**Entries shown**
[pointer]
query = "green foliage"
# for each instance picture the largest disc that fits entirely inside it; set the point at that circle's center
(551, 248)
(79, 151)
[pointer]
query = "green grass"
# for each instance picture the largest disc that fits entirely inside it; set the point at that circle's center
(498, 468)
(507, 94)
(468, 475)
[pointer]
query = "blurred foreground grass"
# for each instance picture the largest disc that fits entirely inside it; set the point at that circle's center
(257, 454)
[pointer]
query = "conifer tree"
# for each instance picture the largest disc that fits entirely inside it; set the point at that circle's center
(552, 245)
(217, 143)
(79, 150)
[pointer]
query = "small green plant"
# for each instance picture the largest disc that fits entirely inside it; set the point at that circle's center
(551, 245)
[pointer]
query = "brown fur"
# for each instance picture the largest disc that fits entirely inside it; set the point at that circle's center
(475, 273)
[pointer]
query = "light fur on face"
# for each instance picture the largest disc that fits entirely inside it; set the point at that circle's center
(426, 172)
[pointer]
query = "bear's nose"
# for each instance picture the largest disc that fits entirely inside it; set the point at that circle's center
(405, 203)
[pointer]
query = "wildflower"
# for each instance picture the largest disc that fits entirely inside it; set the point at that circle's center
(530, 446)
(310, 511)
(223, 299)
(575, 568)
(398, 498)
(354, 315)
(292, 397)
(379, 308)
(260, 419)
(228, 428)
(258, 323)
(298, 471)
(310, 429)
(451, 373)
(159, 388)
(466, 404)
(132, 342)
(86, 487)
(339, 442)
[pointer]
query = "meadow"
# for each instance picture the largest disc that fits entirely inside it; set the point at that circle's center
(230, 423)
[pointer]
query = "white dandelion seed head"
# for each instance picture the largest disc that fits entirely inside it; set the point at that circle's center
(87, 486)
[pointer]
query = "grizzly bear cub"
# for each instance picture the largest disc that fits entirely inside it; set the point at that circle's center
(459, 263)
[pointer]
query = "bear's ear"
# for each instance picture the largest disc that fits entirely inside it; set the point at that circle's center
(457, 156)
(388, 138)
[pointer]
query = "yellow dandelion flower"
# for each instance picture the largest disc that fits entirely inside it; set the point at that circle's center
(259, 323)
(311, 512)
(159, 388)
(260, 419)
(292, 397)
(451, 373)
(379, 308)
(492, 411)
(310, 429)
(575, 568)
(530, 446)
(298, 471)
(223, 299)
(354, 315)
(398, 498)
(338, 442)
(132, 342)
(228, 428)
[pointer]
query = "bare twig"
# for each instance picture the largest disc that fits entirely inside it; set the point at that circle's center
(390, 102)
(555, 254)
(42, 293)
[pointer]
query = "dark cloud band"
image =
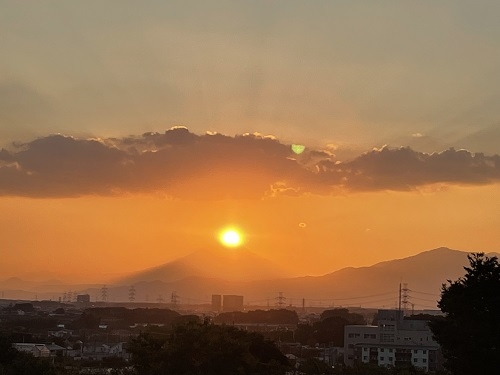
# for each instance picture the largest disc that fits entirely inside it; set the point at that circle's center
(181, 164)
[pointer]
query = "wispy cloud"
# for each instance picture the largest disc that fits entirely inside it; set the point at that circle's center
(185, 165)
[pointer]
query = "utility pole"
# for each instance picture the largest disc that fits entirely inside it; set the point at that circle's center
(104, 293)
(131, 294)
(280, 300)
(174, 298)
(399, 308)
(405, 297)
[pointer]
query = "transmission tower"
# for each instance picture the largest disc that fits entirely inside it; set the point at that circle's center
(174, 298)
(104, 293)
(280, 300)
(131, 294)
(405, 297)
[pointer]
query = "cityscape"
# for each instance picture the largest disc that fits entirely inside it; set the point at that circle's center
(249, 187)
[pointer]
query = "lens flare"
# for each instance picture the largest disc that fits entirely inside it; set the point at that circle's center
(230, 238)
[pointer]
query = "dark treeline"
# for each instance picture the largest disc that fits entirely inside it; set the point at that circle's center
(280, 316)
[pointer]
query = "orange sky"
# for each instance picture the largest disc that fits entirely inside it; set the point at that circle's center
(97, 238)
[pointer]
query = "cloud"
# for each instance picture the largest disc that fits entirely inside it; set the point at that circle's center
(185, 165)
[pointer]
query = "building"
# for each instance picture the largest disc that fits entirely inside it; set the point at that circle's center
(83, 298)
(393, 342)
(216, 302)
(232, 303)
(36, 350)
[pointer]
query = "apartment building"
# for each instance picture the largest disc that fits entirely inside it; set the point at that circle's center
(393, 342)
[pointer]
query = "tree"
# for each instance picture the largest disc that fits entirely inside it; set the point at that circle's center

**What to work on**
Every entry above is to be copied verbatim, with the pictures removed.

**Response to this exercise**
[pointer]
query = "green foliage"
# for each instance picture the largest disc that fits entirely inside it; set the point at that circle's center
(551, 248)
(79, 151)
[pointer]
query = "green grass"
# for each instance picture the largest disc that fits entirely inside it; set the point at that circle's center
(498, 468)
(507, 94)
(468, 475)
[pointer]
query = "blurred foreground grass"
# for each instance picture the largest disc that fits entirely inside it; set the point at that circle's center
(257, 454)
[pointer]
query = "conifer tree"
# for each instance picture the largest disc that fits entirely inside it; set the point at that circle's center
(552, 245)
(217, 143)
(79, 150)
[pointer]
query = "small green plant"
# for each instance picture the largest disc that fits entirely inside it; set the point at that circle's center
(551, 245)
[pointer]
query = "brown fur"
# for each instance picture the largest disc that fits entirely inside it; set the point at that circle's center
(475, 273)
[pointer]
query = "light fur on face"
# for each instance picture the largest disc that fits entirely inside it; set the point at that circle's center
(426, 172)
[pointer]
query = "bear's nose"
# for each instance picture the largest disc that fits entirely inside it; set the point at that circle's center
(405, 203)
[pointer]
query = "wildflower"
# for each instance picture the largest disc that fits entirely inside it; set the point at that circle's center
(530, 446)
(310, 511)
(223, 299)
(575, 568)
(398, 498)
(354, 315)
(292, 397)
(379, 308)
(260, 419)
(228, 428)
(258, 323)
(298, 471)
(310, 429)
(451, 373)
(159, 388)
(466, 404)
(132, 342)
(86, 487)
(339, 442)
[pointer]
query = "meadow"
# for each instance picture the largest disc that fits entirely inside it; set the point at that circle's center
(230, 423)
[pointer]
query = "white dandelion seed head"
# for each instance picture the largest disc that fits entirely inside it; set the point at that circle's center
(87, 486)
[pointer]
query = "grizzly bear cub"
# for each instance picture the largest disc that fits entirely inside it; set the point at that circle's center
(459, 263)
[pointer]
query = "bear's ear"
# for each instance picture the largest disc that fits entirely inside it; set the point at that circle's center
(457, 156)
(388, 138)
[pointer]
query = "yellow dandelion flower"
# for each instance picture the largest disc that fits entirely inside it; set the point at that circle's center
(259, 323)
(311, 512)
(159, 388)
(260, 419)
(292, 397)
(451, 373)
(379, 308)
(492, 411)
(310, 429)
(575, 568)
(530, 446)
(298, 471)
(223, 299)
(354, 315)
(398, 498)
(338, 442)
(132, 342)
(228, 428)
[pointer]
query = "bare twig"
# for each instance picture the largest disc that fits entirely inside it; set the point at that circle's center
(390, 102)
(555, 254)
(42, 293)
[pointer]
query = "dark cloud band"
image =
# for each instance picture the largest disc that fits entirely inside it; set the point at that circle's center
(181, 164)
[pointer]
query = "wispy cloud"
# for each instance picture the largest disc that fits entirely inside it; set the point at that circle's center
(185, 165)
[pointer]
query = "utility pole"
# for each instance picture the largest disc that fits entirely inside it; set the point at that circle's center
(104, 293)
(131, 294)
(280, 300)
(174, 298)
(399, 308)
(405, 297)
[pointer]
query = "transmission tower"
# for each instance picture the largest disc that fits entirely inside it; set the point at that circle's center
(174, 298)
(104, 293)
(280, 300)
(131, 294)
(405, 297)
[pointer]
query = "cityscape"
# for each instance picture the largest disc that fits entirely inside it; set the point at that circle's center
(249, 187)
[pointer]
query = "lens flare"
# for each instance picture the largest disc that fits entirely inside it; set the point at that circle's center
(230, 238)
[pointer]
query = "dark treeline"
# for each instance picture the largest disc that fits entirely inside it; set the point at that circle's center
(280, 316)
[pointer]
query = "orange sky"
# for each instance picture the largest disc that fits entirely inside it; set the point at that circle's center
(97, 238)
[pointer]
query = "cloud"
# for each instance picture the largest disc that fits entirely inside it; set the point at that circle's center
(185, 165)
[pointer]
query = "building"
# for each instance picture the largest disc that fits entirely inside it; set the point at that circle's center
(83, 298)
(393, 342)
(216, 302)
(232, 303)
(36, 350)
[pointer]
query = "apartment building"
# for each instance picture the largest disc that fits entirely inside it; set the point at that circle's center
(393, 342)
[pointer]
query = "tree"
# for each instance picture the largest disc that fits entirely inside it; set the point at that circle's center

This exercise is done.